◆ CHALLENGE
Rewrite the lines starting with the one containing "Check that each instance of the golden" and going on through the one containing "(602, 1160)", putting "weathered wood plank" wherever "distressed wood plank" appears and leaving everything else as it is.

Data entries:
=====
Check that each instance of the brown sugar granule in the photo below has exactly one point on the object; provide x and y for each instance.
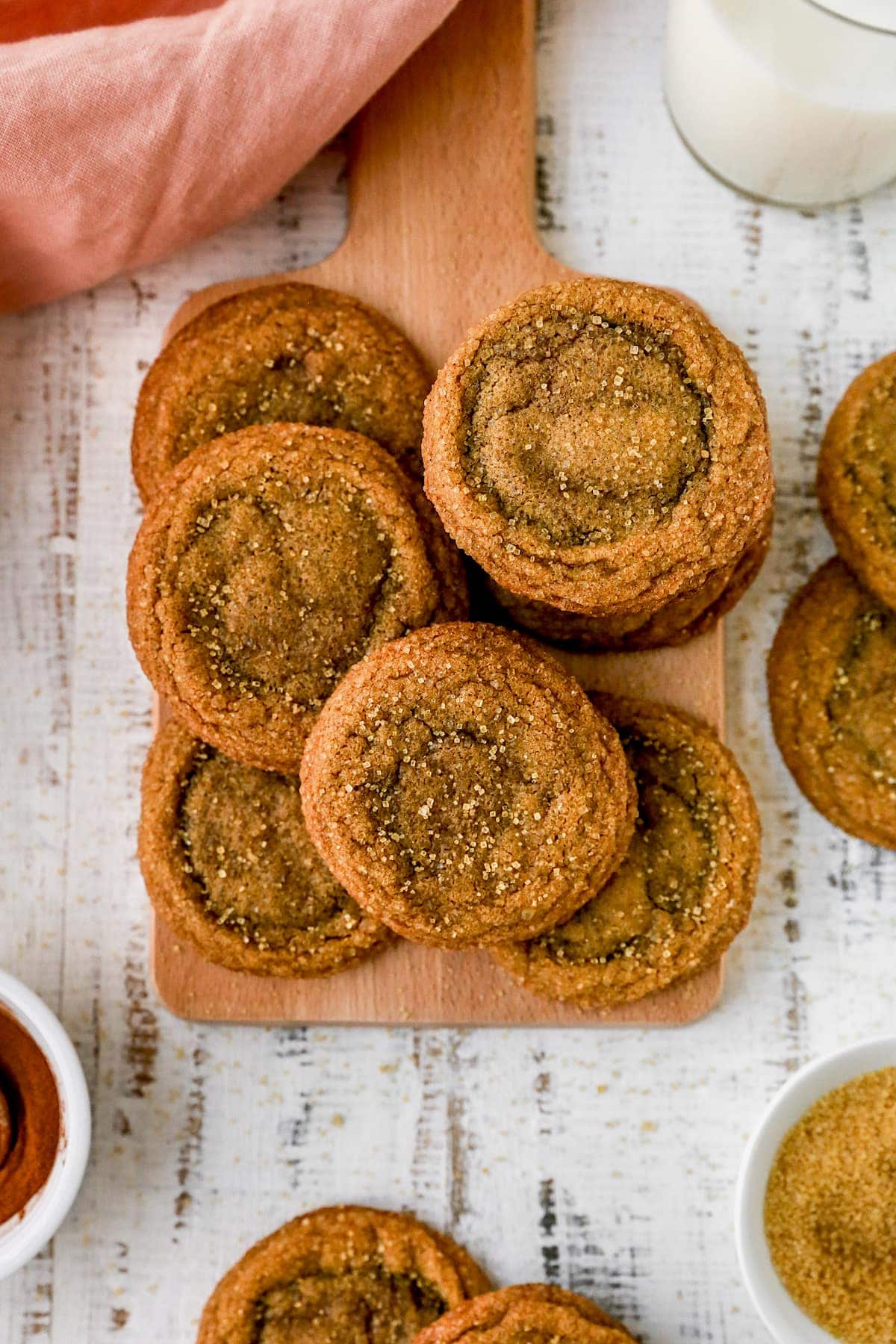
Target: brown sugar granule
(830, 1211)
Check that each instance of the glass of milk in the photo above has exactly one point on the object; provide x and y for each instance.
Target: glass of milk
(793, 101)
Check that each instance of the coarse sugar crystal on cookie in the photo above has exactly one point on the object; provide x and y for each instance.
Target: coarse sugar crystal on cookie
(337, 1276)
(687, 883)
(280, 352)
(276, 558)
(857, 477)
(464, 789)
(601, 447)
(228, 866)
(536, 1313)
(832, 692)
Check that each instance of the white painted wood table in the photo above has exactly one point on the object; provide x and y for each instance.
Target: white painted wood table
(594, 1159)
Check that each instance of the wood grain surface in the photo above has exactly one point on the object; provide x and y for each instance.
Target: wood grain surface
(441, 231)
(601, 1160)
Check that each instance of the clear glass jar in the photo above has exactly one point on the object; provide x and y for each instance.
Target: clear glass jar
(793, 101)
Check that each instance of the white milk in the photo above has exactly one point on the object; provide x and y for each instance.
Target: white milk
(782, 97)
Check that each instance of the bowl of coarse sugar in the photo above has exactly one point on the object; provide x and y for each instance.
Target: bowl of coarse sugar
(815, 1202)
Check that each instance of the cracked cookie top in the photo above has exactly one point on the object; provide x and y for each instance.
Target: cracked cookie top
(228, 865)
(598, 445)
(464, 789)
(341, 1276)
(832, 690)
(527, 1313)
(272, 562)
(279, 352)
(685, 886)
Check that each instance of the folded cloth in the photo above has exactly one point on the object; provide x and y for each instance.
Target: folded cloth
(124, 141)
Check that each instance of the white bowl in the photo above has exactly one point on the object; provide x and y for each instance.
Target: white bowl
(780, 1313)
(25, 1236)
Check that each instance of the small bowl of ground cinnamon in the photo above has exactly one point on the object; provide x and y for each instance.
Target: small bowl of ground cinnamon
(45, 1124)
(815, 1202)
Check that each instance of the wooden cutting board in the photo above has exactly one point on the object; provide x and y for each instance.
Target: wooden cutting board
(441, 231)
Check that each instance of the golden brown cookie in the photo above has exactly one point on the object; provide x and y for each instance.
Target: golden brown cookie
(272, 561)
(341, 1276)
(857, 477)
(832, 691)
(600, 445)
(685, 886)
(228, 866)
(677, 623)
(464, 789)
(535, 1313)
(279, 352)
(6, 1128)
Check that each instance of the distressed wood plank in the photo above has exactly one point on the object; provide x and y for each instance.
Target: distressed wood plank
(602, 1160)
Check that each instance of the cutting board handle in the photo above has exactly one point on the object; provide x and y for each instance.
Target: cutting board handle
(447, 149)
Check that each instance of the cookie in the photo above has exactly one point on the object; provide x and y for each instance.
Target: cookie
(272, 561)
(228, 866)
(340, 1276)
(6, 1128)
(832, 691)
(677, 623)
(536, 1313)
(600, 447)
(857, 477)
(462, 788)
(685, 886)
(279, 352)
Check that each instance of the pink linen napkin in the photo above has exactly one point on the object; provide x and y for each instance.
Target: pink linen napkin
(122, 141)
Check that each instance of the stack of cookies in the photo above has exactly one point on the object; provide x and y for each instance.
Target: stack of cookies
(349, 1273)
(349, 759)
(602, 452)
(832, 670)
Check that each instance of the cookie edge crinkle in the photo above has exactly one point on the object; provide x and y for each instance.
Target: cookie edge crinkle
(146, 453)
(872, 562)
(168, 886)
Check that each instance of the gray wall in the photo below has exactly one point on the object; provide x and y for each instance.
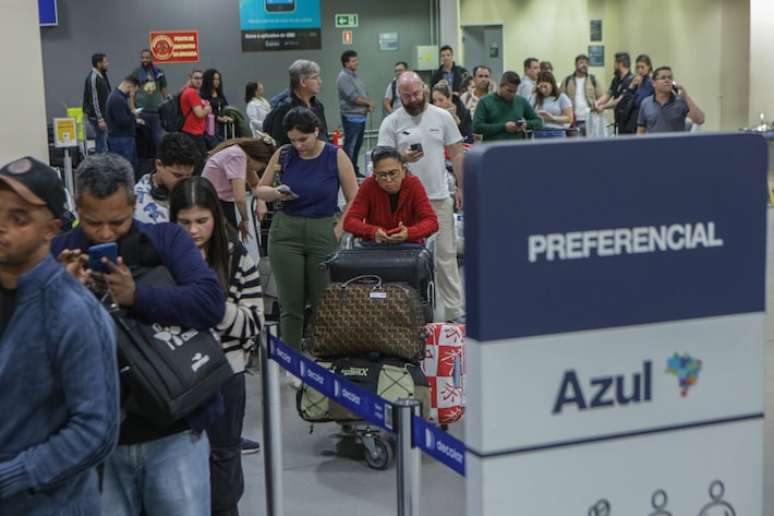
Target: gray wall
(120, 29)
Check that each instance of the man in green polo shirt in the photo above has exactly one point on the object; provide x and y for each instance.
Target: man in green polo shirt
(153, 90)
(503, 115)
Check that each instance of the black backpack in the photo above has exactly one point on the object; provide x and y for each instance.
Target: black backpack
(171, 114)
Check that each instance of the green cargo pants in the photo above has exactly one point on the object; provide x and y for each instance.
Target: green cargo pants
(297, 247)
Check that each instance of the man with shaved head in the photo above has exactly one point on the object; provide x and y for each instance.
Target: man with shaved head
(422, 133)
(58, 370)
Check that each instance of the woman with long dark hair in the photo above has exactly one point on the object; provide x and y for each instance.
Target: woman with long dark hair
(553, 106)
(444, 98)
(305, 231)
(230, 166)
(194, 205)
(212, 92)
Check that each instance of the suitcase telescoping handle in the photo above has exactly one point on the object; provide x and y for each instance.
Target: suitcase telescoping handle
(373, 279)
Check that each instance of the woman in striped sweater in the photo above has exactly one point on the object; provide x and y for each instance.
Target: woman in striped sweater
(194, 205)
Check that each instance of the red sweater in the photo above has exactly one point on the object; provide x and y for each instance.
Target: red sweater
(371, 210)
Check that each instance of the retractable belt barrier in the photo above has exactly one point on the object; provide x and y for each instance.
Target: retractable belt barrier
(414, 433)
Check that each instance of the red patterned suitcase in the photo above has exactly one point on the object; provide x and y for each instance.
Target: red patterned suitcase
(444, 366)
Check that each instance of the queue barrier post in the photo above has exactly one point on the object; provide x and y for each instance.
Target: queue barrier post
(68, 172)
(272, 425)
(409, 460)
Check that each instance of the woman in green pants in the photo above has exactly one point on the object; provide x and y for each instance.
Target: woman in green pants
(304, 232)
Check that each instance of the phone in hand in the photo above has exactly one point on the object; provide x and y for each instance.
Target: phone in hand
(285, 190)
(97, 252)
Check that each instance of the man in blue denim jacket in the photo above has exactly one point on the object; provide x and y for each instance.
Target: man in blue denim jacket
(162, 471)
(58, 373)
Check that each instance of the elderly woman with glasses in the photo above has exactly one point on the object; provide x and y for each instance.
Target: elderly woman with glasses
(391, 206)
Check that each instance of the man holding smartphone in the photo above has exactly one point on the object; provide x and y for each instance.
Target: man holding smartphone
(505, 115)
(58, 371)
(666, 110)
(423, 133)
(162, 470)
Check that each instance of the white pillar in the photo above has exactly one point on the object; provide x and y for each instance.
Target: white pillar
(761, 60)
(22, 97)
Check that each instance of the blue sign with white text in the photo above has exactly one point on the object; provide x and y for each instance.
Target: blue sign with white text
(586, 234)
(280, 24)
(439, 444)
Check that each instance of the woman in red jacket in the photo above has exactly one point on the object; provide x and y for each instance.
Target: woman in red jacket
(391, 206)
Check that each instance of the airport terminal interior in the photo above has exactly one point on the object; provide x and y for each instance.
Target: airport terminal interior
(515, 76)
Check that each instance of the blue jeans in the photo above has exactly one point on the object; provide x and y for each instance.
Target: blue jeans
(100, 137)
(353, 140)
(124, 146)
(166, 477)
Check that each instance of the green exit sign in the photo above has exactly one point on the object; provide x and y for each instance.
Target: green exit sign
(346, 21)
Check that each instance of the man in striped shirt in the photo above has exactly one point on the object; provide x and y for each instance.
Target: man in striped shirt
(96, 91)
=====
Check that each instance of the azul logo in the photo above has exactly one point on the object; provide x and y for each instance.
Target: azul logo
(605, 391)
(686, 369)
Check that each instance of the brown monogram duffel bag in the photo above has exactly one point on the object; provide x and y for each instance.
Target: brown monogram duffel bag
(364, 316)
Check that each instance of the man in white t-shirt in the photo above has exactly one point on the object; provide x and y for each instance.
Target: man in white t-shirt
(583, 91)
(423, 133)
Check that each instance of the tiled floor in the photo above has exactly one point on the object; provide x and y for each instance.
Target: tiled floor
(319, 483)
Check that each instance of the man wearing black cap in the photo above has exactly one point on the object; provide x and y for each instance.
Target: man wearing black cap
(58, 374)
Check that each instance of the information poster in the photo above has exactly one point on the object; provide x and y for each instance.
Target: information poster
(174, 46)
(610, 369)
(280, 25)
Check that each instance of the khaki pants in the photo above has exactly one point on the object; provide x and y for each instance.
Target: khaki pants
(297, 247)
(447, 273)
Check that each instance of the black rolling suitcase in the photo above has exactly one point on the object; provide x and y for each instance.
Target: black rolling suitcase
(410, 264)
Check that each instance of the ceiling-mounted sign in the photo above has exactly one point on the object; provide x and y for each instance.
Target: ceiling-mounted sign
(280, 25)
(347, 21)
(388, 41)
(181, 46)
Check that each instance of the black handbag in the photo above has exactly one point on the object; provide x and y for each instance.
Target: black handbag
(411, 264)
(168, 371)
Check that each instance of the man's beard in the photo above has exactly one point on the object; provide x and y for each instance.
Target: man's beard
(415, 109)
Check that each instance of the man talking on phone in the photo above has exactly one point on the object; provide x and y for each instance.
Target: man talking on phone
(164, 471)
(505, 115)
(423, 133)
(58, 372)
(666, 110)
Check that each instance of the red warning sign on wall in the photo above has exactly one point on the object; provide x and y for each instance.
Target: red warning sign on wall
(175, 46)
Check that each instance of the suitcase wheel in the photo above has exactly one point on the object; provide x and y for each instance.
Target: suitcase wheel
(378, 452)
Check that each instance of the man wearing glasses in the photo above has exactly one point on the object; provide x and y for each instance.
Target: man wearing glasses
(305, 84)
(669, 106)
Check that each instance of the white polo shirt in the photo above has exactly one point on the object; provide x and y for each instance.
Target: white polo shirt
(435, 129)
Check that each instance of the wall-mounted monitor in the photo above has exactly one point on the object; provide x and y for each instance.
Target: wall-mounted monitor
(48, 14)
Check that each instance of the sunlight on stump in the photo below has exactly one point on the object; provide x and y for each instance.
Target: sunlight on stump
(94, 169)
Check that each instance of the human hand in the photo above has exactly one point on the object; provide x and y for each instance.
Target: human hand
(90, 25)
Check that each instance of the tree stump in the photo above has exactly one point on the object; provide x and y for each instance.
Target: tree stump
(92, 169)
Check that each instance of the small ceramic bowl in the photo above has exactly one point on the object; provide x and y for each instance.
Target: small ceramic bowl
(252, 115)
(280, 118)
=====
◆ CORRECT OUTPUT
Check that each instance of the golden brown cookie in the photo above has exactly one point on the object; provide x and y for each instance.
Target: golden brown cookie
(272, 561)
(341, 1276)
(857, 477)
(832, 691)
(600, 445)
(685, 886)
(228, 866)
(677, 623)
(464, 789)
(535, 1313)
(279, 352)
(6, 1128)
Check that each instance of the weathered wood plank in the photo above has exactly one point on the object; provide x and y for each instance.
Target: weathered wood plank
(602, 1160)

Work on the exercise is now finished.